→ **What the task asks**: Print the rows below word for word, from the first one through the line containing "[135, 0, 211, 29]", including both. Leave the pictures out of your copy.

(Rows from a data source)
-- START --
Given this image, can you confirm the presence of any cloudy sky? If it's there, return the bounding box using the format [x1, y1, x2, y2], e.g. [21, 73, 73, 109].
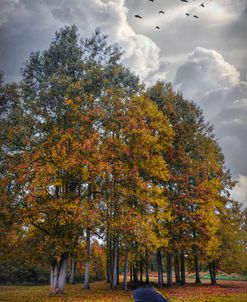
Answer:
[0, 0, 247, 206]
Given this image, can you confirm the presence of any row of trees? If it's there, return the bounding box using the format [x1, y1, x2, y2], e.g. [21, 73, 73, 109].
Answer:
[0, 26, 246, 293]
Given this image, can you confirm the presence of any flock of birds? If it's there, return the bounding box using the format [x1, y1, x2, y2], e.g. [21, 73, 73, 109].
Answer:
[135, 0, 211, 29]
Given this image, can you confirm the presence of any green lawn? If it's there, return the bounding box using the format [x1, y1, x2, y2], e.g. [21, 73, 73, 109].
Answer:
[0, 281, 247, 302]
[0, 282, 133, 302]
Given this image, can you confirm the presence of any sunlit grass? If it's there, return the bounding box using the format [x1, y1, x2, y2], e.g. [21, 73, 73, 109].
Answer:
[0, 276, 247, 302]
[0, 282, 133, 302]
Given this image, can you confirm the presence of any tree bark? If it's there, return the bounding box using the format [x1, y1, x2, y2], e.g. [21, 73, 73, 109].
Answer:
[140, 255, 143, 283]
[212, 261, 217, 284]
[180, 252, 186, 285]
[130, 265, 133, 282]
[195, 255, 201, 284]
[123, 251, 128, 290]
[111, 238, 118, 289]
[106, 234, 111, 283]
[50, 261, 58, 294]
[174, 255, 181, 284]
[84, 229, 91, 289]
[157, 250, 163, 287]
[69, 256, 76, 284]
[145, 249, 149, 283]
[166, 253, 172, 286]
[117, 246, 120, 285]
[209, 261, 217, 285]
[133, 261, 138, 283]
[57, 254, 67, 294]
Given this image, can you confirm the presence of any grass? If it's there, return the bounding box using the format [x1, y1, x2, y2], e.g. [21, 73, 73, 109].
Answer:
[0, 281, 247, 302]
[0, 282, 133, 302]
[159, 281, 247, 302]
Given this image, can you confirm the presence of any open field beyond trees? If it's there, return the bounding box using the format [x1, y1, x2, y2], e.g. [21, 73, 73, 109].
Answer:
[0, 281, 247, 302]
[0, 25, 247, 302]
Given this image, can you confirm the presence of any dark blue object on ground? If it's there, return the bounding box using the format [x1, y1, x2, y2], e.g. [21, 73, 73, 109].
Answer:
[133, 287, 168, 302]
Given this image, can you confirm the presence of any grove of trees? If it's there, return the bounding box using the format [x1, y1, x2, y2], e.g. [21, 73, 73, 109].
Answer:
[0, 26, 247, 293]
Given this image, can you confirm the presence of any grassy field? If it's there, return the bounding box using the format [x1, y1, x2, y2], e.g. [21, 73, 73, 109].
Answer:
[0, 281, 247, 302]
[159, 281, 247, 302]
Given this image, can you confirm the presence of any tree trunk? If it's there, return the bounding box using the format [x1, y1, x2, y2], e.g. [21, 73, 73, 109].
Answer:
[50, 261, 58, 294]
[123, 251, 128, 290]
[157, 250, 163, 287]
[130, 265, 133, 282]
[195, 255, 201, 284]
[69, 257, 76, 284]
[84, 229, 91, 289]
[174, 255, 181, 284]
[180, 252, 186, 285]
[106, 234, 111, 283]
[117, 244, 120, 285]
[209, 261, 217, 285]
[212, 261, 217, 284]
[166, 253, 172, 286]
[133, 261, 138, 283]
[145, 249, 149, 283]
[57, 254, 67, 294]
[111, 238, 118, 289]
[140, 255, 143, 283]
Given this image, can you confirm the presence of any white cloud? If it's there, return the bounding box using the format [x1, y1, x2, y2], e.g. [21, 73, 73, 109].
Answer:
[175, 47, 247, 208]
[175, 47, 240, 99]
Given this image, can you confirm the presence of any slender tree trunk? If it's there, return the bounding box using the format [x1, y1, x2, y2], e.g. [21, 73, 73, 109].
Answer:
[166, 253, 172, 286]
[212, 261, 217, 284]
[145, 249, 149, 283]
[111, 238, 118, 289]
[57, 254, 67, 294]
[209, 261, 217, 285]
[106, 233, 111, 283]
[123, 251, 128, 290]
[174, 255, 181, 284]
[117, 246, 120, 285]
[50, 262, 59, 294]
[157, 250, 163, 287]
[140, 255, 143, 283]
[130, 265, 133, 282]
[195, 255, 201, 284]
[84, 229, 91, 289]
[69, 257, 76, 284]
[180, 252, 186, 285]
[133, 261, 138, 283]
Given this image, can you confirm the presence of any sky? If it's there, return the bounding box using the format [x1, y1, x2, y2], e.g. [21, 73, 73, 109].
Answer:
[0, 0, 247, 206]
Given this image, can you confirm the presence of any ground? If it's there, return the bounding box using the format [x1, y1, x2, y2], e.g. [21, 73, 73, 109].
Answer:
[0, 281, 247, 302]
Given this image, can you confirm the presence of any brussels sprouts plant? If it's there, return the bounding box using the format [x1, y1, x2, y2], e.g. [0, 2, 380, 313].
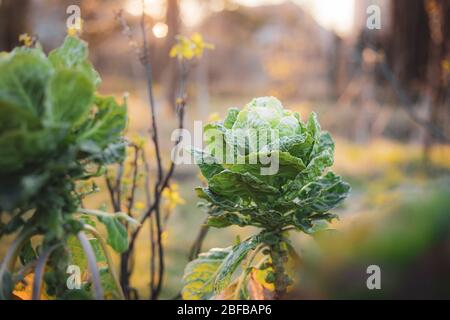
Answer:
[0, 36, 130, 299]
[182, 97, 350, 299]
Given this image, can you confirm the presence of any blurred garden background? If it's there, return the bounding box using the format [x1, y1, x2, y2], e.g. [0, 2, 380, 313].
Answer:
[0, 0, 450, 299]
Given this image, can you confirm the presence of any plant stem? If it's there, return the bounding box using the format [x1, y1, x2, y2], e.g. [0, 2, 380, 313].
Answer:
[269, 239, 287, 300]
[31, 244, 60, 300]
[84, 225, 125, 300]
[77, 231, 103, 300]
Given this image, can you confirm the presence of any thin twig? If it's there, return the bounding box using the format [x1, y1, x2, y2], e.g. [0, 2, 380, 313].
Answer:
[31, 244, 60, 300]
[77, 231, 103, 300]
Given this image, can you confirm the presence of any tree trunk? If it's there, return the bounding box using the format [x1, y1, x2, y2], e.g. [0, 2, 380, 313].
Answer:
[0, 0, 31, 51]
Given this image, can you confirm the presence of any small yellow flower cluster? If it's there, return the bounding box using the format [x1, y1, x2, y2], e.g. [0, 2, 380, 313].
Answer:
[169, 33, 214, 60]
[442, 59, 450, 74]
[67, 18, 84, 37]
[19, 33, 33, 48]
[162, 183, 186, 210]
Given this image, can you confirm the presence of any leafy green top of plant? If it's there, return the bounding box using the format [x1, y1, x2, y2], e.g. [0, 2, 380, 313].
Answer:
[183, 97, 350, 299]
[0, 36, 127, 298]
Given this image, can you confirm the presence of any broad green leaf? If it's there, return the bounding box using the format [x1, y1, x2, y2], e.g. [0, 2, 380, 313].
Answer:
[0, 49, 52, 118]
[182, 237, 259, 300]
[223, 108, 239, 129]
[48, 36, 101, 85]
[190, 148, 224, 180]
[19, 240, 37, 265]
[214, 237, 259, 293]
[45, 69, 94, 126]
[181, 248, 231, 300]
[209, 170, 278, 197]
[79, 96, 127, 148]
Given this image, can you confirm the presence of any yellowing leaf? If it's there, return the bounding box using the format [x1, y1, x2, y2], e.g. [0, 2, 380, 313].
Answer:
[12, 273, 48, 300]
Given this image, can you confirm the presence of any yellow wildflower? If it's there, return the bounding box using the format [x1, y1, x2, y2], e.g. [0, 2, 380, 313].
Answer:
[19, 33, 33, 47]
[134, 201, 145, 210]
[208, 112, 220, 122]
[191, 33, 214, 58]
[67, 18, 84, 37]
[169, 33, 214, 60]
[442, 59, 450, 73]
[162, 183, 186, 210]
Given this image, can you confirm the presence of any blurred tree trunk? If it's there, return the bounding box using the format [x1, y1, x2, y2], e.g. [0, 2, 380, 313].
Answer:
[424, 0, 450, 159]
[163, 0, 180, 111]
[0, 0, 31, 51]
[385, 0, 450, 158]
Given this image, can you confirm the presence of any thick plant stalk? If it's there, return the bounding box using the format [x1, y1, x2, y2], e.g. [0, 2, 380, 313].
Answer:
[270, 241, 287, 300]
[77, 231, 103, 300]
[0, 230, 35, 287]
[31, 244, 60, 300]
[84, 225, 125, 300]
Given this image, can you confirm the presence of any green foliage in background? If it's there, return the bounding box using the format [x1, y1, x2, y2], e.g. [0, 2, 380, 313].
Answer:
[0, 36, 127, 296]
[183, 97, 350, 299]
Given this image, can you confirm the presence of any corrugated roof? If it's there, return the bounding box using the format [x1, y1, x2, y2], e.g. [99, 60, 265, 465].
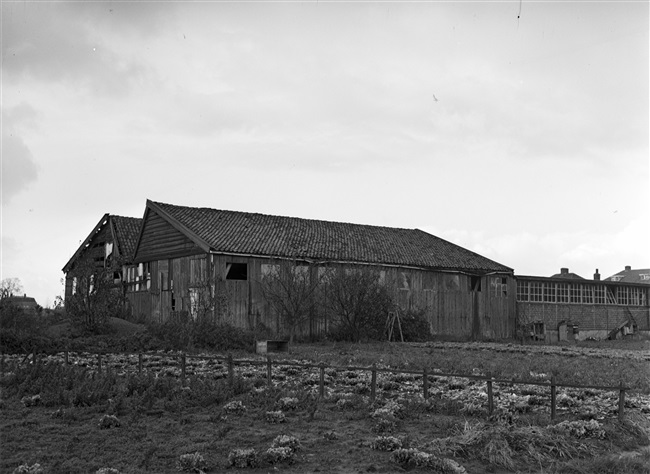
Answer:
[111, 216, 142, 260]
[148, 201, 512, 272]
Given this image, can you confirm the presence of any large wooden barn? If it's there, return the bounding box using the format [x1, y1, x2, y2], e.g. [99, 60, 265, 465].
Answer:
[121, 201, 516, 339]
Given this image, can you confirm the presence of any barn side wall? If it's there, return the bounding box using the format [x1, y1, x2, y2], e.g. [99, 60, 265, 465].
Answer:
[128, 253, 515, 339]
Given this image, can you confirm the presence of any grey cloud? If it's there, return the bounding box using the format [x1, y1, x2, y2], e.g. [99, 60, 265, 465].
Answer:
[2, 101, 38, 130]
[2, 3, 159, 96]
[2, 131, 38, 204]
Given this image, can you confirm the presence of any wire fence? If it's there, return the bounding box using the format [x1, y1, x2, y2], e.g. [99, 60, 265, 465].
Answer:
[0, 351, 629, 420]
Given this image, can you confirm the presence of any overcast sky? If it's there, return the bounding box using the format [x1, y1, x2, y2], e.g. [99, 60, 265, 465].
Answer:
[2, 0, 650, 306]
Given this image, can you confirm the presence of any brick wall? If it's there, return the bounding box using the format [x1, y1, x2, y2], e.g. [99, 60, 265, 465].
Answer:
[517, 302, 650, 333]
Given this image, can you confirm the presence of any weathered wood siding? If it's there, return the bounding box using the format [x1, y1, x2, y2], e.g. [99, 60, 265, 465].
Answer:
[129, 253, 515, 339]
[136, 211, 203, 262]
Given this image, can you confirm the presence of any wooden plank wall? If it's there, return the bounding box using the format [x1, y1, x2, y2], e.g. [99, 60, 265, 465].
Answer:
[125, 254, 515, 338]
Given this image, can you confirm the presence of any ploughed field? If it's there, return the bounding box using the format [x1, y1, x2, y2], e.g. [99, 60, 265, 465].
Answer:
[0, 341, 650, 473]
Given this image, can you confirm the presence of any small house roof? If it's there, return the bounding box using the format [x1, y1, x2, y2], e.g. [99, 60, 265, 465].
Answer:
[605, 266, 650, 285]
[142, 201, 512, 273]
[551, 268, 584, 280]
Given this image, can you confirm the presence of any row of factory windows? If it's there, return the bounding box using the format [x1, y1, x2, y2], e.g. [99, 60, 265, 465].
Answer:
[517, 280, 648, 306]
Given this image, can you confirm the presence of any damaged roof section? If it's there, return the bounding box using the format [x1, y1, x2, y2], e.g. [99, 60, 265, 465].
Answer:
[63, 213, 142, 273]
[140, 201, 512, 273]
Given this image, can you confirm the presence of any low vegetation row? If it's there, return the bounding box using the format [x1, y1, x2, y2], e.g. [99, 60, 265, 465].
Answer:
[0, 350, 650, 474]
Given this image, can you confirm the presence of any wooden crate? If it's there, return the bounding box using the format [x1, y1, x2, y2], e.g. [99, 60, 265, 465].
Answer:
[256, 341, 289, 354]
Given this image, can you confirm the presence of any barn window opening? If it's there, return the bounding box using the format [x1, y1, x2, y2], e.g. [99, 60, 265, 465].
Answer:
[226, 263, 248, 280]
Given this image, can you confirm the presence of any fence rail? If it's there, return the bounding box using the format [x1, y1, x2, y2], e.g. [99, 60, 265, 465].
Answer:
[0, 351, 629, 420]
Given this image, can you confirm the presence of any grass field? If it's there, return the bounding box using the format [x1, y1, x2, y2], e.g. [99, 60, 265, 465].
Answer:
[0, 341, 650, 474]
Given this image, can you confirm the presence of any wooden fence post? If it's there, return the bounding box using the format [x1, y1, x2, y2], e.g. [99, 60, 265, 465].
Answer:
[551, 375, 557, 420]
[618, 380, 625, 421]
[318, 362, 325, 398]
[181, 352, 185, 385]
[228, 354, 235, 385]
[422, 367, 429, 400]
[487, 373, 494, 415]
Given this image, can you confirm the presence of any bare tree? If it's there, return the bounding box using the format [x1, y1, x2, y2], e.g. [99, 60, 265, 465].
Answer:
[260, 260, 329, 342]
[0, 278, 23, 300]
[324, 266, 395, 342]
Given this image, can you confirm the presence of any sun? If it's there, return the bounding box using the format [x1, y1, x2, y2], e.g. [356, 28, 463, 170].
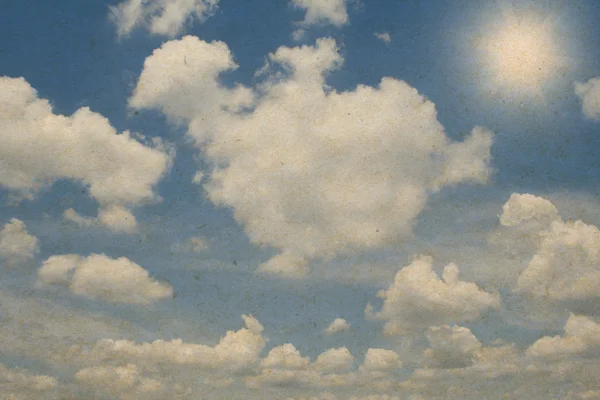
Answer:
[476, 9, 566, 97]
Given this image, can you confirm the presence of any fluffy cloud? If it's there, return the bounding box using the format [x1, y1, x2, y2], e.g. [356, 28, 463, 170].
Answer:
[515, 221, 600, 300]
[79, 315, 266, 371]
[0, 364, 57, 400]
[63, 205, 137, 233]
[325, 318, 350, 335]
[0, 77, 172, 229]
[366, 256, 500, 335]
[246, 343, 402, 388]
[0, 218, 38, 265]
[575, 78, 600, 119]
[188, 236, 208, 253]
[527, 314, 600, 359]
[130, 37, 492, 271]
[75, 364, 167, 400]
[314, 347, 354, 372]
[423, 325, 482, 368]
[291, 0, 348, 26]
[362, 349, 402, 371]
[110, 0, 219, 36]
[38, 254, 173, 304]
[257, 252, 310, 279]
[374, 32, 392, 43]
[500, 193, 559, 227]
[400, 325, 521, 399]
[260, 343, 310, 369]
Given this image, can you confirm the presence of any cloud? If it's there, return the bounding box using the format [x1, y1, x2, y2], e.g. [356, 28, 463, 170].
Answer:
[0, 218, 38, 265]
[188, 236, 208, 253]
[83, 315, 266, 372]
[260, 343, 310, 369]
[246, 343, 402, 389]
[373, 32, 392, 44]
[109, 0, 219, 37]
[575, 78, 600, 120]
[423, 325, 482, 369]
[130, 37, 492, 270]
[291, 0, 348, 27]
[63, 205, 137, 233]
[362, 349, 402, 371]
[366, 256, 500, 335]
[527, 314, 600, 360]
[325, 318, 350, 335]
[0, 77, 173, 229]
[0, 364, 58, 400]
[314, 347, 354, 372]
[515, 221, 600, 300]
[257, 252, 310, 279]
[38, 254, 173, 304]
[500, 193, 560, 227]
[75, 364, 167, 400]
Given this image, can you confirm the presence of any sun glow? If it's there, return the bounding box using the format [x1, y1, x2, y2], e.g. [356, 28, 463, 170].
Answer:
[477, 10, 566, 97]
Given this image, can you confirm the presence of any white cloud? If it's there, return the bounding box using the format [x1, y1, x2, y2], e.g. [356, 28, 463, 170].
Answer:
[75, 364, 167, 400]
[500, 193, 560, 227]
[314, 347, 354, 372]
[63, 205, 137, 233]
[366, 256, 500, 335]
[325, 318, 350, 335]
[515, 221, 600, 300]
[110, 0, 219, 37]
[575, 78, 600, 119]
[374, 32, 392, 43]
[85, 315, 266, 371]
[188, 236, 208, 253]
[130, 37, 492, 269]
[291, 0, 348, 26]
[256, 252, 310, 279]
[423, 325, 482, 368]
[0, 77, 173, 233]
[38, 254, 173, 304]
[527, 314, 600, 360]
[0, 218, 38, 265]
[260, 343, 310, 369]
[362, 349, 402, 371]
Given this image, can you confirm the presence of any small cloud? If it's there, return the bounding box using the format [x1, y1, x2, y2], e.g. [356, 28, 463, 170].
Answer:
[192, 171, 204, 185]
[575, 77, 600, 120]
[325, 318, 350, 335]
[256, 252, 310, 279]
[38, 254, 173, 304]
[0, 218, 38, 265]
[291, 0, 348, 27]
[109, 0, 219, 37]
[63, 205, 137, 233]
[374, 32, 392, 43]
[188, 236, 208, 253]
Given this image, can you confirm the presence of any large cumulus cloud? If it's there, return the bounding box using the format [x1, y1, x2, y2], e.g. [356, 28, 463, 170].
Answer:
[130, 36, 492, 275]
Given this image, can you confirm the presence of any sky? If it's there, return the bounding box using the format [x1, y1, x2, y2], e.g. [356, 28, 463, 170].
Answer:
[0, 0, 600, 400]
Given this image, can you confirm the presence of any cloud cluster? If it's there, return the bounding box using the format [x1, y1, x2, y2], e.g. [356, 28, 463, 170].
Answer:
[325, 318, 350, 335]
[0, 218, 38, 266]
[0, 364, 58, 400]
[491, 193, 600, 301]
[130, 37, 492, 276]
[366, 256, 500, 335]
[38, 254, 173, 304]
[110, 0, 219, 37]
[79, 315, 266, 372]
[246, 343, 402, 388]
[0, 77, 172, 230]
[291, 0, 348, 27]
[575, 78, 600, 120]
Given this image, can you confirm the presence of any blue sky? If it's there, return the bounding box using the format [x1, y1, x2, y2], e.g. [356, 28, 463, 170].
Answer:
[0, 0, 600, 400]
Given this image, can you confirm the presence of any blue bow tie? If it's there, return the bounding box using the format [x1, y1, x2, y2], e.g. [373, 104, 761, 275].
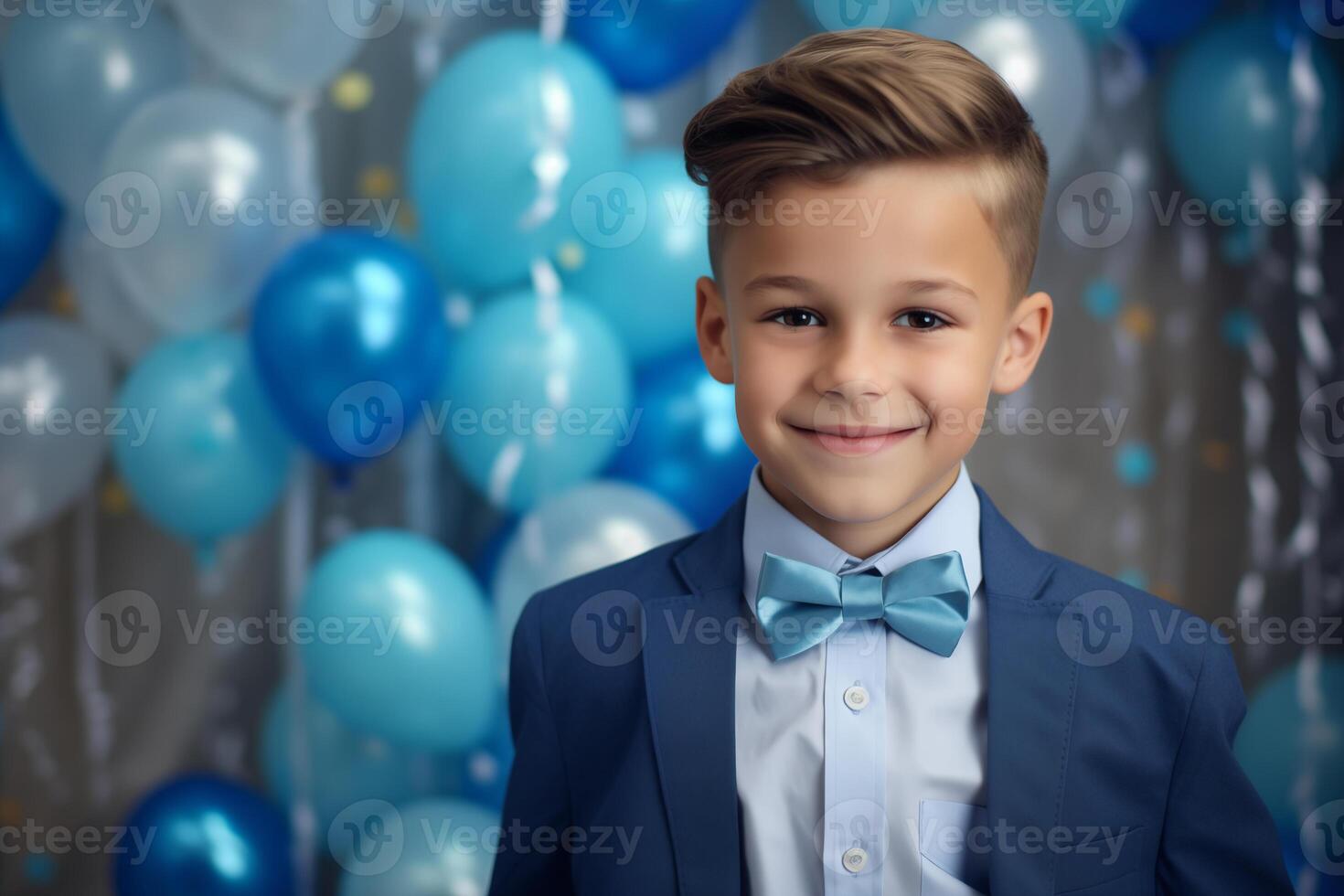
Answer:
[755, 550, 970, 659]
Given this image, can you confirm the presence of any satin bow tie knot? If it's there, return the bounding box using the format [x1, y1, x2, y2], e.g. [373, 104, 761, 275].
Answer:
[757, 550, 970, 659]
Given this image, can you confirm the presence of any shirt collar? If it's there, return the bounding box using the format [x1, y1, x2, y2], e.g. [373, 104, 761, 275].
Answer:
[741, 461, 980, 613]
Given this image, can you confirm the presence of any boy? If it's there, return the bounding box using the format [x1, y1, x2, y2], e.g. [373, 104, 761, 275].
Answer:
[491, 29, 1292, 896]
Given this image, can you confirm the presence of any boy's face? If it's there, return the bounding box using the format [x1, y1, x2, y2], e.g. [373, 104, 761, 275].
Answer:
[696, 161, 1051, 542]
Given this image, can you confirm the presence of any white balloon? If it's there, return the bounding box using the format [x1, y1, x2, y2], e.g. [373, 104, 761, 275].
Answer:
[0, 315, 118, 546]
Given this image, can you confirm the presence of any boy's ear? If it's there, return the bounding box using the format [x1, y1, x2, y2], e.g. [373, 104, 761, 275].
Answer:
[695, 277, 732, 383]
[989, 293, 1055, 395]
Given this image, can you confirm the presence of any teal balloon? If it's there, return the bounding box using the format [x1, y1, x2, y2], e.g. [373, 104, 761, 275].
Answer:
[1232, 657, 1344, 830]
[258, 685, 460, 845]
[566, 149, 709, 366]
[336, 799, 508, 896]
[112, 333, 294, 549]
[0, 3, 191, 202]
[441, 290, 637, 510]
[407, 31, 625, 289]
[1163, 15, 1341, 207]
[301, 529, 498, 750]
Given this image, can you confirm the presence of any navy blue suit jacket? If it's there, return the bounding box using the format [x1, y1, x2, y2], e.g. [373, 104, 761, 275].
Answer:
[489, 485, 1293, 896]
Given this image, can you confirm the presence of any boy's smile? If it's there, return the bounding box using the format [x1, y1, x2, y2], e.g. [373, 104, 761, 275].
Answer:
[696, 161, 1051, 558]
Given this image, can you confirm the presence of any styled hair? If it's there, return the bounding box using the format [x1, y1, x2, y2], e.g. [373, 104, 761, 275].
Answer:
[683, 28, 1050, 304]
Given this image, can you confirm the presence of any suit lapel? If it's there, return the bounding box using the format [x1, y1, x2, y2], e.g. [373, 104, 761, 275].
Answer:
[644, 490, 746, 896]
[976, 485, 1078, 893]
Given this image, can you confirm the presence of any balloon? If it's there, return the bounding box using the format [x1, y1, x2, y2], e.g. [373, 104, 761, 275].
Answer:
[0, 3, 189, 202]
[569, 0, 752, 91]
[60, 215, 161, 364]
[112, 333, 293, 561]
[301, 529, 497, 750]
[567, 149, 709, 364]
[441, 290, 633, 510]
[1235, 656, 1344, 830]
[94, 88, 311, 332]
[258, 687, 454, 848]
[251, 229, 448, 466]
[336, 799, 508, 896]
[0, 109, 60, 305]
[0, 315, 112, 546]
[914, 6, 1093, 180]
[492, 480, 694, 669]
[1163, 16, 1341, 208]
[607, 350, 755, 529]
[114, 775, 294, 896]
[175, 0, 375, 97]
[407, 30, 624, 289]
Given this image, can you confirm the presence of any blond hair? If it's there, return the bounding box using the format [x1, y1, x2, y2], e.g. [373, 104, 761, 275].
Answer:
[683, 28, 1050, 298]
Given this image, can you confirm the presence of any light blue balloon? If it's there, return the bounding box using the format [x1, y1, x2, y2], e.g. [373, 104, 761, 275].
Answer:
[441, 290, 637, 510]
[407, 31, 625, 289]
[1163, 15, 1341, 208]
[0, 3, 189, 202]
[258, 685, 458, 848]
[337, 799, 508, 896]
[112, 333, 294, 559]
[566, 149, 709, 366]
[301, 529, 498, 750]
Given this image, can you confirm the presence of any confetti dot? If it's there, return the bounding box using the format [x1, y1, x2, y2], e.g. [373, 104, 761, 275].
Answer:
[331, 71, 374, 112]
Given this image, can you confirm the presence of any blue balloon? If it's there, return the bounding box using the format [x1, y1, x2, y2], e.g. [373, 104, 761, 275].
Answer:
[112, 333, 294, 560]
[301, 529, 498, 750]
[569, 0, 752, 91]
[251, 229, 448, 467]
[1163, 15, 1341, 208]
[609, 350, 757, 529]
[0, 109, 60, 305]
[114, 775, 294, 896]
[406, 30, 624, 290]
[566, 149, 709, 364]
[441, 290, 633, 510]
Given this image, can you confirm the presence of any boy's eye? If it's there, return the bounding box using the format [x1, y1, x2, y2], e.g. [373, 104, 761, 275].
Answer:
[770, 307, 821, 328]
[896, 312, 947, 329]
-- END --
→ **Response to the exercise**:
Given this image, can you confirm the presence of any cloudy sky? If it's there, return the bounding box using the format [x1, y1, x2, y2], e.g. [21, 73, 73, 109].
Answer:
[0, 0, 247, 206]
Given this image, can you confirm the presence of any row of trees? If it's there, return the bounding box using the format [x1, y1, x2, y2], e.g. [21, 73, 73, 109].
Answer:
[0, 26, 246, 293]
Given this image, can you confirm the presence of any flock of birds? If it's there, return the bounding box using the format [x1, y1, x2, y2], e.g. [21, 73, 73, 109].
Answer:
[135, 0, 211, 29]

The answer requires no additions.